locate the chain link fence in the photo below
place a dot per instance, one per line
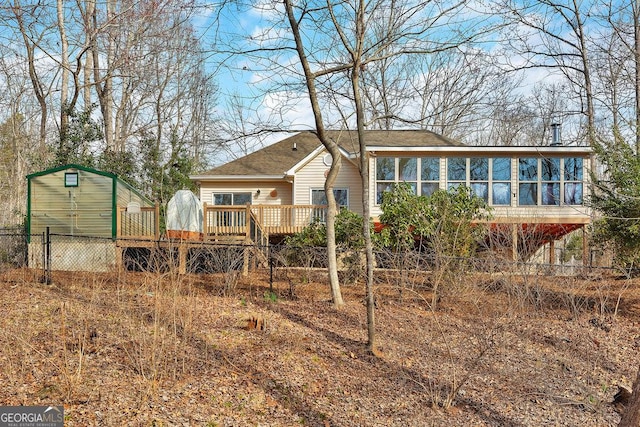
(13, 247)
(55, 252)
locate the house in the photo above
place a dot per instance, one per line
(535, 192)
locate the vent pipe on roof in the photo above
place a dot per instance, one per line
(555, 135)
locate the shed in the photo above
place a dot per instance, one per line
(83, 209)
(76, 200)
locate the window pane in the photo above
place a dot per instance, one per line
(342, 197)
(551, 169)
(573, 169)
(573, 194)
(428, 188)
(528, 169)
(457, 169)
(318, 197)
(528, 194)
(551, 194)
(241, 198)
(501, 193)
(408, 169)
(385, 168)
(479, 169)
(222, 199)
(481, 190)
(381, 187)
(430, 169)
(501, 169)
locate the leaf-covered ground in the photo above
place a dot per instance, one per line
(168, 350)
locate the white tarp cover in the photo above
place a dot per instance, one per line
(184, 212)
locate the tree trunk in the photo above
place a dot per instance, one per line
(331, 146)
(358, 66)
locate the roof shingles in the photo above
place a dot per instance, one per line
(276, 159)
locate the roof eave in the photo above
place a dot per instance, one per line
(491, 149)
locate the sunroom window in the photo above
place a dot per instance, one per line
(477, 179)
(421, 173)
(573, 190)
(550, 181)
(501, 181)
(319, 197)
(528, 181)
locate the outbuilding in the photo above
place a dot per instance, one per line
(87, 209)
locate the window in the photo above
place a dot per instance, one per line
(71, 179)
(501, 181)
(573, 181)
(477, 179)
(456, 172)
(318, 197)
(385, 176)
(429, 175)
(229, 199)
(421, 173)
(550, 181)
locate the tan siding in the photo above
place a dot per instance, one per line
(513, 213)
(271, 193)
(312, 176)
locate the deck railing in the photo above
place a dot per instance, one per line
(140, 223)
(271, 219)
(251, 222)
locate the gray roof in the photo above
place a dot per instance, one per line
(276, 159)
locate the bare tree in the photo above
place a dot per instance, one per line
(552, 35)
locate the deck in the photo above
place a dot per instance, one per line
(242, 224)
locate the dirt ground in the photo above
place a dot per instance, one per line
(166, 350)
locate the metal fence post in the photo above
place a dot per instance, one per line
(48, 257)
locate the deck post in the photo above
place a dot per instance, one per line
(157, 221)
(586, 259)
(247, 240)
(514, 242)
(205, 227)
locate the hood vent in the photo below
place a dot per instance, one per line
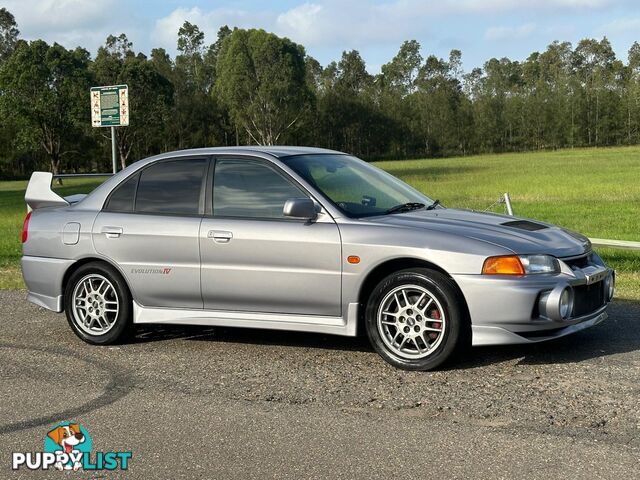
(525, 225)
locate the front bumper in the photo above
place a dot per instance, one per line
(506, 309)
(43, 277)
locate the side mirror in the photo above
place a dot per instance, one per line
(300, 208)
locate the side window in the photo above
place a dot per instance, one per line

== == ==

YOUR ASSIGNMENT => Set down the whole listing exactly as given, except for the pictures.

WRITTEN RESPONSE =>
locate the chain link fence in the photo below
place a dot per instance, one per line
(13, 247)
(55, 252)
locate the house in the photo above
place a dot per instance, one per line
(535, 192)
locate the vent pipe on roof in the photo above
place a dot per instance, one per line
(555, 135)
locate the shed in the photo above
place a dot per instance, one per line
(83, 209)
(76, 200)
locate the window pane in the photo above
place a dot per instance, one per line
(342, 197)
(551, 169)
(573, 169)
(573, 194)
(428, 188)
(528, 169)
(457, 169)
(318, 197)
(528, 194)
(551, 194)
(241, 198)
(501, 193)
(408, 169)
(385, 168)
(479, 169)
(222, 199)
(481, 190)
(381, 187)
(430, 169)
(501, 169)
locate the leaf-covered ground in the photo above
place a dot per instance, one per line
(168, 350)
locate the white tarp cover in the photo above
place a dot per instance, one per line
(184, 212)
locate the tree trunk in the photo above
place a dot per instance, one per line
(331, 146)
(358, 66)
locate the roof shingles in the photo above
place a dot per instance, one per line
(276, 159)
locate the roof eave in the photo above
place a dot per instance, one per line
(491, 149)
locate the sunroom window in the photo above
place a dot per instance, one per line
(477, 179)
(421, 173)
(573, 190)
(550, 181)
(501, 181)
(319, 197)
(528, 181)
locate the outbuilding in the photo above
place a dot per instance, one per line
(87, 209)
locate the window in the photo above
place a dot per instance, one per line
(71, 179)
(501, 181)
(573, 181)
(477, 179)
(456, 172)
(318, 197)
(385, 176)
(429, 175)
(229, 199)
(421, 173)
(550, 181)
locate the tan siding in the photo above
place a dot per instance, one per line
(513, 213)
(271, 193)
(312, 176)
locate the deck railing in the photo above
place a dot per instance, one per line
(140, 223)
(271, 219)
(251, 222)
locate the gray roof in the photo above
place a dot per instance, one per line
(276, 159)
locate the bare tree in the photo above
place a dot per instance, one per line
(552, 35)
locate the deck in the photo above
place a dot per instance, one per line
(242, 224)
locate the dirt ground in the photo above
place a dot per instance, one per line
(166, 350)
locate the metal fence post in the photo above
place a dot per instance, one per line
(48, 257)
locate the deck post in the photo above
place a dot per instance, one per line
(157, 221)
(586, 259)
(247, 240)
(514, 242)
(205, 227)
locate the hood vent in the photo below
place a dot per instance, one per line
(525, 225)
locate the front bumper in the photo above
place a dot per instance, one per line
(506, 309)
(43, 277)
locate the side mirror in the photo above
place a dot per instance, one per line
(300, 208)
locate the side window in the photo above
place a dot per instance, one per line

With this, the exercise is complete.